Excerpts from location labeling data
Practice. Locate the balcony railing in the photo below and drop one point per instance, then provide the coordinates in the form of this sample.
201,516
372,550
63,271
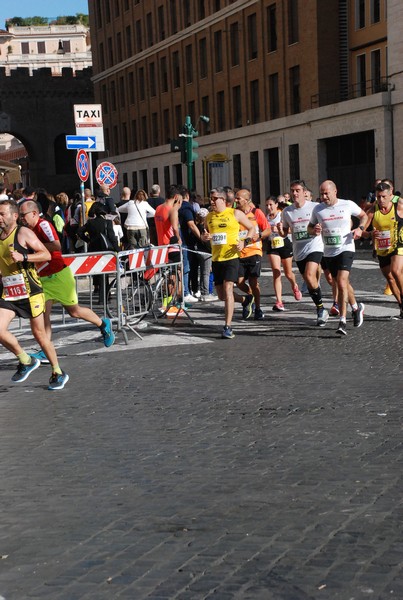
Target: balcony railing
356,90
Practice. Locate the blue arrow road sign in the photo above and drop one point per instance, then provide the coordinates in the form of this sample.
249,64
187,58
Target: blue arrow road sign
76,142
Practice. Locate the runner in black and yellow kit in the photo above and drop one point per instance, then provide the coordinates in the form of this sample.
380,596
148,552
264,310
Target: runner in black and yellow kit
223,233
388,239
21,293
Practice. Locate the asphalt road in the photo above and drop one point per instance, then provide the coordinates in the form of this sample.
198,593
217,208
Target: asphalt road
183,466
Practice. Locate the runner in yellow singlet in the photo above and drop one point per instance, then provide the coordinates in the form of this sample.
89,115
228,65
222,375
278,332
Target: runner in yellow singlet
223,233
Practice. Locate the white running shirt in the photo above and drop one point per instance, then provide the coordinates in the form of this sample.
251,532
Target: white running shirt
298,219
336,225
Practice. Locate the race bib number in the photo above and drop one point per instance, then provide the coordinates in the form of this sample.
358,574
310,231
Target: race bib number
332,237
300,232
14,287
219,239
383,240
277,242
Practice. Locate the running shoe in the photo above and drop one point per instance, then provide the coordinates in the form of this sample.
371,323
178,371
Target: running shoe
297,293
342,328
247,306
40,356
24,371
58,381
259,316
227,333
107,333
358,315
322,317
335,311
---
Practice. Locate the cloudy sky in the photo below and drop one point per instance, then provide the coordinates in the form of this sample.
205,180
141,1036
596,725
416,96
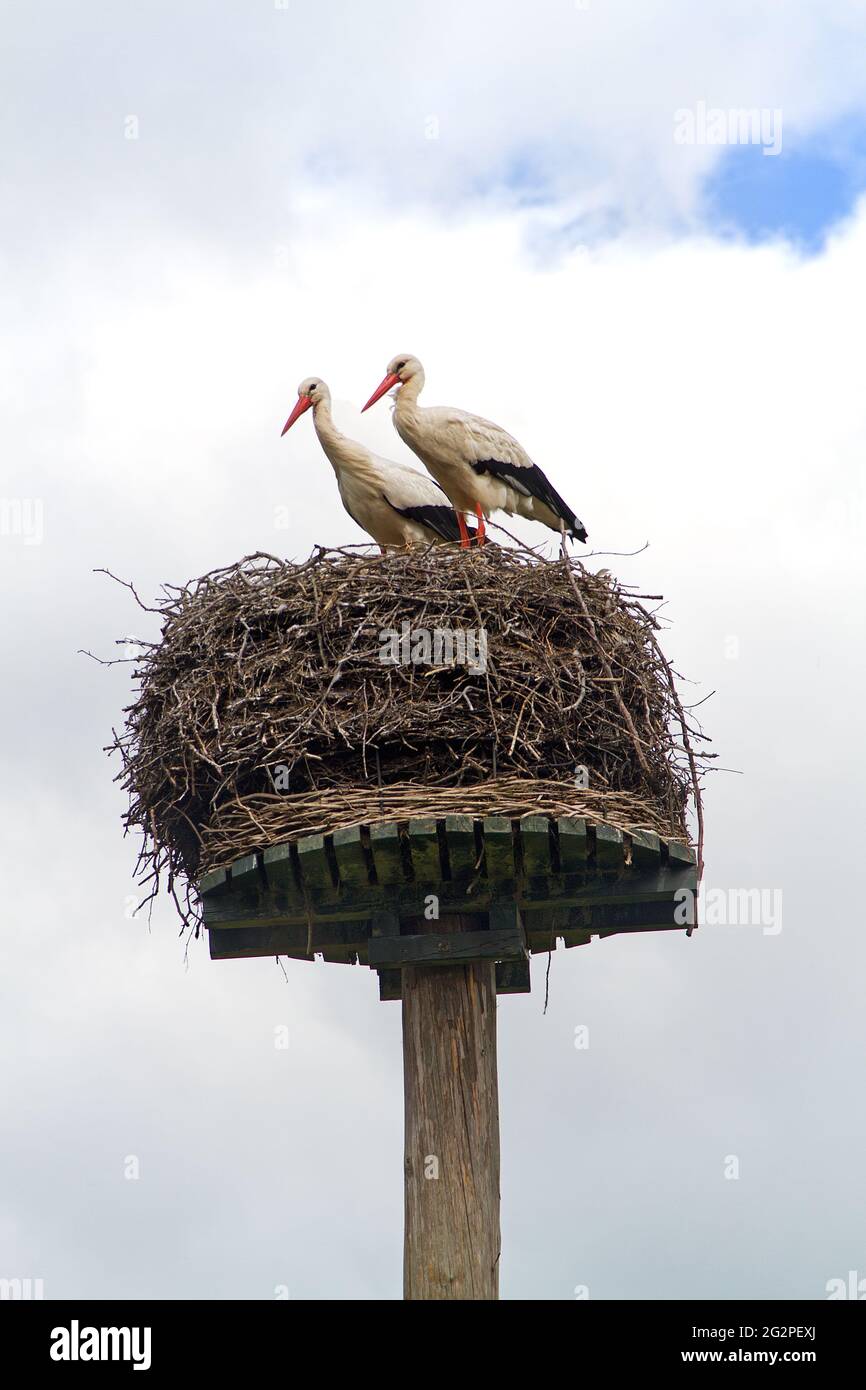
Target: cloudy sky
* * *
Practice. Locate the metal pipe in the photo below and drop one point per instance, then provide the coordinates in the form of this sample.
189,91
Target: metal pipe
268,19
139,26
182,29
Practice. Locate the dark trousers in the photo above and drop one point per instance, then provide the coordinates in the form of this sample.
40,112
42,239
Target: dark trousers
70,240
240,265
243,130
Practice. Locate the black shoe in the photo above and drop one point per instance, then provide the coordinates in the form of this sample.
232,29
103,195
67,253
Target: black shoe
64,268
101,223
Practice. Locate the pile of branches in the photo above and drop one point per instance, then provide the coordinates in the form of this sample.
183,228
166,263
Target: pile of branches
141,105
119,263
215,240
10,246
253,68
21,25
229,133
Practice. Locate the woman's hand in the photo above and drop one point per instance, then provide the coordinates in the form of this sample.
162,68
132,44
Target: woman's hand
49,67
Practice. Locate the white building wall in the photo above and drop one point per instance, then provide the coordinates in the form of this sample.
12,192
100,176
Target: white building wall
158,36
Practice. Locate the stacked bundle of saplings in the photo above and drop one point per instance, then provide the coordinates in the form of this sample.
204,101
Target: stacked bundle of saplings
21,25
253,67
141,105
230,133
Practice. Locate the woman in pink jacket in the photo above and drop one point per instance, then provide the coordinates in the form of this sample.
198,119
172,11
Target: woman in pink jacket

_WHAT IS REQUIRED_
Select every line of the records above that contains the word "runner", and copy each of those lines in full.

_EXERCISE RESPONSE_
Practice. Locate the runner in black and yellow kit in the photo above and drop one point per instance, then provide the coordinates in the form of this sample.
Target: runner in black and yellow kit
Practice. Locate the runner in yellow singlet in the photo above and drop one point per instance, then provide the coordinates in the form of this sample.
Target: runner in yellow singlet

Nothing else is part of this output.